* What you are asked to do: Your answer should repeat every line of the records below in which the word "each" appears.

Stored items
*-*-*
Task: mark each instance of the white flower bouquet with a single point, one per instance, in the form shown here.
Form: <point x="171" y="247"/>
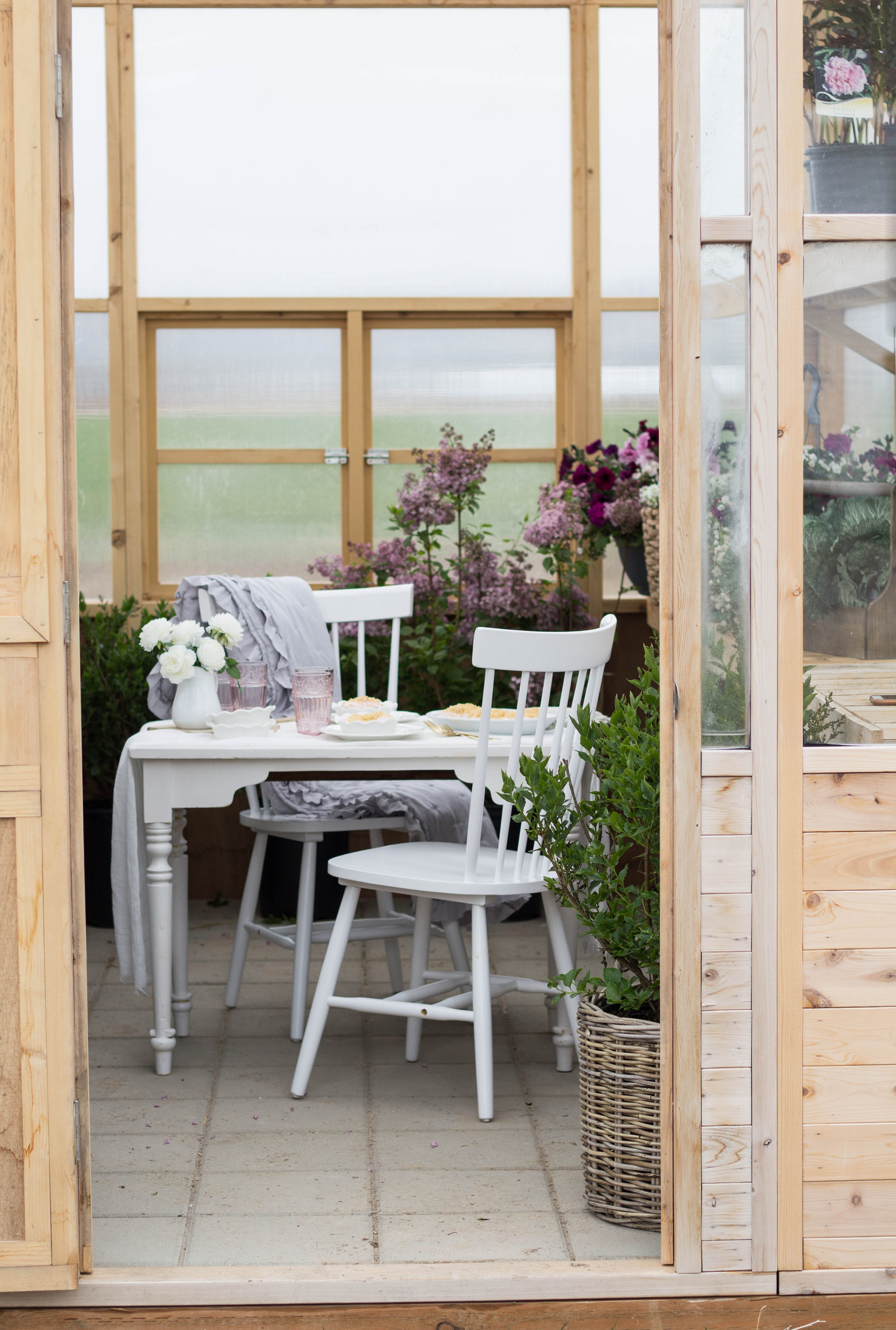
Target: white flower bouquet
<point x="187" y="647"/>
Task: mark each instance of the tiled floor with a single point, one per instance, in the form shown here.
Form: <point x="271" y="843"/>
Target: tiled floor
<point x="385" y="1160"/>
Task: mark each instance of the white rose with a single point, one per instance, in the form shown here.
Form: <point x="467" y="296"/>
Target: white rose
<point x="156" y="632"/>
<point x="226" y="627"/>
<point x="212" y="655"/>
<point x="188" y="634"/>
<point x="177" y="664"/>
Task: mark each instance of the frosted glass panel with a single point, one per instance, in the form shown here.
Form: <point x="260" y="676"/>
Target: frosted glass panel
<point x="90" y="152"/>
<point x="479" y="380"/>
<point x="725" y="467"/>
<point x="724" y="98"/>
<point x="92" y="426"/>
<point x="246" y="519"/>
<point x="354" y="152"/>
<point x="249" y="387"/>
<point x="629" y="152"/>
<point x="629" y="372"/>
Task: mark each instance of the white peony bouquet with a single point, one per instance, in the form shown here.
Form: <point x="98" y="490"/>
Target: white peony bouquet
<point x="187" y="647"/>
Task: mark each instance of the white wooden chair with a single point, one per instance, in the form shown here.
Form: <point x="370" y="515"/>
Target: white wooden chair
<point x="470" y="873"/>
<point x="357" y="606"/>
*-*-*
* Exercise result:
Task: mark each instance of the white flower bouquet with a single point, one per instance, in the form shown here.
Task: mark each instance of the tiled floor with a single point, one per instance, in the form shown here.
Task: mark each instance of the white rose with a single point, one per instance, in the form shown here.
Task: mark each instance of the frosted glass panel with a single point, one per instance, in the form shown here.
Task: mark each instance of the white peony bouquet with a single point, one per instance, in the form shown here.
Task: mark each instance of the white wooden chair with a single point, one per instance, in the form shown here.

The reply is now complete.